What to work on:
Please copy the rows below word for word, starting with the very first line and ending with the line that contains "pixel 304 50", both included.

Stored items
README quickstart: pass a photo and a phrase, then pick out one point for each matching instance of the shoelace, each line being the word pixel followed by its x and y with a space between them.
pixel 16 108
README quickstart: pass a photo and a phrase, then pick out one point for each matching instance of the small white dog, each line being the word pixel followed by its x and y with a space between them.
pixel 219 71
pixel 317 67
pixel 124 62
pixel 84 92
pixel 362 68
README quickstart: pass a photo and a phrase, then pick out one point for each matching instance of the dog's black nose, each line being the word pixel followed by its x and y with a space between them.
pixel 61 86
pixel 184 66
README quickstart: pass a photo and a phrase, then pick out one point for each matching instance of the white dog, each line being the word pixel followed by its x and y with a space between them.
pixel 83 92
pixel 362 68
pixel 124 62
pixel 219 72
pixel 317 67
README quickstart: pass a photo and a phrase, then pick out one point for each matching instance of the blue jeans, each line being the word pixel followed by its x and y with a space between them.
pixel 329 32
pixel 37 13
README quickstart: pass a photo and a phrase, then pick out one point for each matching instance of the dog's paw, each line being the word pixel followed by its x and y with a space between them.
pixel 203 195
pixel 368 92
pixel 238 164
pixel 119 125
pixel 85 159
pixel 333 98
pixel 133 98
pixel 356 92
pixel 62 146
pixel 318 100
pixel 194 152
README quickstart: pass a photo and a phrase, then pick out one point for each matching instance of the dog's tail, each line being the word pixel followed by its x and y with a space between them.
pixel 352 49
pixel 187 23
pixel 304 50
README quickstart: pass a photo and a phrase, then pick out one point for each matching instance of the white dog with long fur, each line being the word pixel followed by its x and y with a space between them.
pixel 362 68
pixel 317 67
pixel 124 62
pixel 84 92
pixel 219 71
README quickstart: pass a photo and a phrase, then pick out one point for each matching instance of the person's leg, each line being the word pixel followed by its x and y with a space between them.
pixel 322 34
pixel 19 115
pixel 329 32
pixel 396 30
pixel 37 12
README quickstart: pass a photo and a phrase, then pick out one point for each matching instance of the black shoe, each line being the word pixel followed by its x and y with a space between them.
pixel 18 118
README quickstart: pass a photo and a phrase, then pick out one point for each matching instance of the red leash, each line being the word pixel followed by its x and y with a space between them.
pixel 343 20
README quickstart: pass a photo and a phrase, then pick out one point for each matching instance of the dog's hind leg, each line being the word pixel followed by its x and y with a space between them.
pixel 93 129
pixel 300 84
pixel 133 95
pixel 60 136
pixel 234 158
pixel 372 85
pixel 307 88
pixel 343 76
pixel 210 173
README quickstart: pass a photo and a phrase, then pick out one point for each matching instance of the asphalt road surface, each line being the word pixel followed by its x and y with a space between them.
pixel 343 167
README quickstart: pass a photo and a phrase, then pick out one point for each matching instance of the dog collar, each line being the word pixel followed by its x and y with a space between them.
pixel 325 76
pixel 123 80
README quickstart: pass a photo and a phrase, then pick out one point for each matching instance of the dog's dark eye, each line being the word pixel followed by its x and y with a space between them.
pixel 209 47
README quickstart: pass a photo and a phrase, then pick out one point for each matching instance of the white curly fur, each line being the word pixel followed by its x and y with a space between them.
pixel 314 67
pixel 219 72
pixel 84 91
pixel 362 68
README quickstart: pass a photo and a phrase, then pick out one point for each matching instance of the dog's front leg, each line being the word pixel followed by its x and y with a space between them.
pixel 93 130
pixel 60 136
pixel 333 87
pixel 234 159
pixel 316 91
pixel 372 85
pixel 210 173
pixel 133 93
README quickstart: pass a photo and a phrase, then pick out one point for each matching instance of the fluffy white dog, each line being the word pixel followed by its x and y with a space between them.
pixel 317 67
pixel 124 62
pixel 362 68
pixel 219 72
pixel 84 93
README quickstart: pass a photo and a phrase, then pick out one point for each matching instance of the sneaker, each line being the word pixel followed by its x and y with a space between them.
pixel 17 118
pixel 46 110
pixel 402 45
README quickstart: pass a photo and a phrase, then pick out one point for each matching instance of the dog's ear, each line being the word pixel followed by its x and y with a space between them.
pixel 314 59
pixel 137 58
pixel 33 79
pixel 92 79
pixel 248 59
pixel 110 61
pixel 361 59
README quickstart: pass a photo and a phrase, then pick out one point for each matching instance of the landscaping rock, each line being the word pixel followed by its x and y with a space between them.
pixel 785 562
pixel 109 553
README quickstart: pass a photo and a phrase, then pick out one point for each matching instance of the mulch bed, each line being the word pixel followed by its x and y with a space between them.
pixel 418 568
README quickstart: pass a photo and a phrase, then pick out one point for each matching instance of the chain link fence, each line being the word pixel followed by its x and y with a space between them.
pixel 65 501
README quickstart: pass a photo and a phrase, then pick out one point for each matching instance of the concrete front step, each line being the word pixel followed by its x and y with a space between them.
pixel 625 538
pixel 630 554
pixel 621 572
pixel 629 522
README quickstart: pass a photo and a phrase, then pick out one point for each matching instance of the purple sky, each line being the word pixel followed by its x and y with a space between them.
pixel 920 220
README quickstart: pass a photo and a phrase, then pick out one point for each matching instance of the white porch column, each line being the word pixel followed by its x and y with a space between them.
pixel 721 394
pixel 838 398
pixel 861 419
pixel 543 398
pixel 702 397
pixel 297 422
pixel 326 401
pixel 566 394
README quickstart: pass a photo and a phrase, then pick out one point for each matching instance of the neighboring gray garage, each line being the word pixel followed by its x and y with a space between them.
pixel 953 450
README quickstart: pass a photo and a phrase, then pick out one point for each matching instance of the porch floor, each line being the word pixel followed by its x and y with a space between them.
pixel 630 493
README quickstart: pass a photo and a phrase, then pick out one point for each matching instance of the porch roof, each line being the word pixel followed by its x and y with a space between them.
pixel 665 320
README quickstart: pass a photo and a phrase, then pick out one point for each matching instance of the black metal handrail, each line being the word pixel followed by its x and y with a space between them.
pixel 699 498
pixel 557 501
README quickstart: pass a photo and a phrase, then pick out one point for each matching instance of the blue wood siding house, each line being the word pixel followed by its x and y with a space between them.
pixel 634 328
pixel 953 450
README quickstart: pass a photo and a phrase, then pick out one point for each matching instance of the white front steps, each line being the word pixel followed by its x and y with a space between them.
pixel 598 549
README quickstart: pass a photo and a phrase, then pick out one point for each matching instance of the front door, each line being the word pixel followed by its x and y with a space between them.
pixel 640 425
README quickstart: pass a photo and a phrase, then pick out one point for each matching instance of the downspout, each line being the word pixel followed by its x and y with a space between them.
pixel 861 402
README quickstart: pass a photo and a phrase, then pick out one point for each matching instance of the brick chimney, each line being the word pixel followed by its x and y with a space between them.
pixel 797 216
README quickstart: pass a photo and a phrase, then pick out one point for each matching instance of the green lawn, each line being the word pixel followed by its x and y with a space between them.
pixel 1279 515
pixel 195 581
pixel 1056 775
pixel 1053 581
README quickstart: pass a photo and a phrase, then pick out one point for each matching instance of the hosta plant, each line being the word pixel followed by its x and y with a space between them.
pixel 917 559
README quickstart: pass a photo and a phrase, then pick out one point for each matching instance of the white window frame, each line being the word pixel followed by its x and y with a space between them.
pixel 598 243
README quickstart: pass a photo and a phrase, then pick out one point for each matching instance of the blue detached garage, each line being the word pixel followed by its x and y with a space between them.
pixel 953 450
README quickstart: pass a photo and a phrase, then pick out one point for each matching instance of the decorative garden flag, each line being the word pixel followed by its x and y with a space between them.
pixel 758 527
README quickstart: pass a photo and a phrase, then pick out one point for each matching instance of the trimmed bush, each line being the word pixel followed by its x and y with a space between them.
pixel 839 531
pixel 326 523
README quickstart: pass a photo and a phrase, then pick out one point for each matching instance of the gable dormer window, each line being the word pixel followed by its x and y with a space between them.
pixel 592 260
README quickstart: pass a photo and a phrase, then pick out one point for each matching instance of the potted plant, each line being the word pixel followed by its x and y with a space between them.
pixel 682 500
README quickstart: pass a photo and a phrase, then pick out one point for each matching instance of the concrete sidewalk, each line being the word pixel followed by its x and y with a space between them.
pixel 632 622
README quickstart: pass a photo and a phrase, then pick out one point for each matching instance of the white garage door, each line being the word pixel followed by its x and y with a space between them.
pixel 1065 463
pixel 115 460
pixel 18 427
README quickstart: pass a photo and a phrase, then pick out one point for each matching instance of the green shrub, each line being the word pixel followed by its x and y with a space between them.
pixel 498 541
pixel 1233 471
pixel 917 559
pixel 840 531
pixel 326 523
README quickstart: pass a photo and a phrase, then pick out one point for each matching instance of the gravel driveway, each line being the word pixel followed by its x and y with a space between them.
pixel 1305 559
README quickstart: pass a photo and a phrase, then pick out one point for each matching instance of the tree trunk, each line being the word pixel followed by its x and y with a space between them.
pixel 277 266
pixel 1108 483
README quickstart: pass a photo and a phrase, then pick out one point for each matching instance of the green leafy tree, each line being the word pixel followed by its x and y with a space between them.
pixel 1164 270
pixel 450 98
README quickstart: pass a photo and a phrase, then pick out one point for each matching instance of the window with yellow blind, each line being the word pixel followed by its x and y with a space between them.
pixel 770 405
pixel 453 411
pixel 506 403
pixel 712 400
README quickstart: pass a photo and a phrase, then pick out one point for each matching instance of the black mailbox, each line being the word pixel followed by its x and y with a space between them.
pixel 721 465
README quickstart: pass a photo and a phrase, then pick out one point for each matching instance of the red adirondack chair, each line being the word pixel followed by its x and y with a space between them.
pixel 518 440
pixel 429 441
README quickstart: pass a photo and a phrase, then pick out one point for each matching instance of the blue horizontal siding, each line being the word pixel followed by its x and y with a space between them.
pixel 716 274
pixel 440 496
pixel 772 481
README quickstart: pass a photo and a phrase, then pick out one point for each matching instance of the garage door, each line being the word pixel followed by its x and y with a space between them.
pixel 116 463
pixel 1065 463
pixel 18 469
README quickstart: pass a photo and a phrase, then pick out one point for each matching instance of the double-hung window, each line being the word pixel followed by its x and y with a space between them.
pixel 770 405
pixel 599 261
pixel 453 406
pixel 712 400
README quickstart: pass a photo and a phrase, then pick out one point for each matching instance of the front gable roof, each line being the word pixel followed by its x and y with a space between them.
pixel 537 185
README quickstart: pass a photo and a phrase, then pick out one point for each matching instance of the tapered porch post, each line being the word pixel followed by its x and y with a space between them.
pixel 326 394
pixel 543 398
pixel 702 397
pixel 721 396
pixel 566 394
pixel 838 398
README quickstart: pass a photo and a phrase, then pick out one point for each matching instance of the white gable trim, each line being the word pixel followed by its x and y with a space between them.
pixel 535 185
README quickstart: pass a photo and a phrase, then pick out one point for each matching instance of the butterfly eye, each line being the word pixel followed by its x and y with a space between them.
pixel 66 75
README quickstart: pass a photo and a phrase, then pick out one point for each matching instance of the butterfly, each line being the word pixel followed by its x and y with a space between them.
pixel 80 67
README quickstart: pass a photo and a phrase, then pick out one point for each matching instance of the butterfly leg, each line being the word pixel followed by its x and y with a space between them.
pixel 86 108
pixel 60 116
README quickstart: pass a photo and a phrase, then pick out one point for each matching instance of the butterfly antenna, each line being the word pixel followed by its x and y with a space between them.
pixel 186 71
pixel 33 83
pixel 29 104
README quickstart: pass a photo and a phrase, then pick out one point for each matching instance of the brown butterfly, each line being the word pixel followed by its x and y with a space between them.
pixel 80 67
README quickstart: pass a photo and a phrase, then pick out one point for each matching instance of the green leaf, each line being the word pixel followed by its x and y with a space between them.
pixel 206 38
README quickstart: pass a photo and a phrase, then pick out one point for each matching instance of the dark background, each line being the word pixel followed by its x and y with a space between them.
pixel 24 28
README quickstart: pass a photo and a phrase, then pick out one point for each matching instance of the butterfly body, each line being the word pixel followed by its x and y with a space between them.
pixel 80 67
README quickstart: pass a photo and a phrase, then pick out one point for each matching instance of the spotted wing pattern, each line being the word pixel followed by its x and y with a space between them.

Result below:
README quickstart: pass a photo and a phrase, then pick out one point for each matching instance of the shoelace, each line being the word pixel followed by its x and y with a space between them.
pixel 16 108
README quickstart: pass a photo and a phrase, then pick out one point for each matching instance of the small white dog, each line being the word pixel followed by its x and y with a space between them.
pixel 219 71
pixel 317 67
pixel 124 62
pixel 84 92
pixel 362 68
README quickstart: pass a photo and a phrase, then pick out one point for each matching instance of the dog's black nose, each line being the word pixel followed by its x and y with a space between them.
pixel 61 86
pixel 184 66
README quickstart: pass a photo and a phrase, then pick out one point for each matching instance of the white dog, each line being the word pixel followed by its x and y with a space between them.
pixel 83 92
pixel 362 68
pixel 124 62
pixel 219 72
pixel 317 67
README quickstart: pass a photo and a phrase, then pick out one point for each matching instance of the blue jeans, each line being the word pixel followed by its x and y with a space between them.
pixel 329 32
pixel 37 13
README quickstart: pass a photo and a phrase, then pick out one point for each matching instance of the dog's paw, each line being the word pixel followed by its x and y with a space between them.
pixel 203 195
pixel 368 92
pixel 238 164
pixel 119 125
pixel 85 159
pixel 333 98
pixel 133 98
pixel 356 92
pixel 62 146
pixel 318 100
pixel 194 152
README quickstart: pass a photo and a phrase, then pick out one point for each matching instance of the dog's tail, each line being the word pixel followed by its x and y with a space between them.
pixel 352 49
pixel 187 23
pixel 304 50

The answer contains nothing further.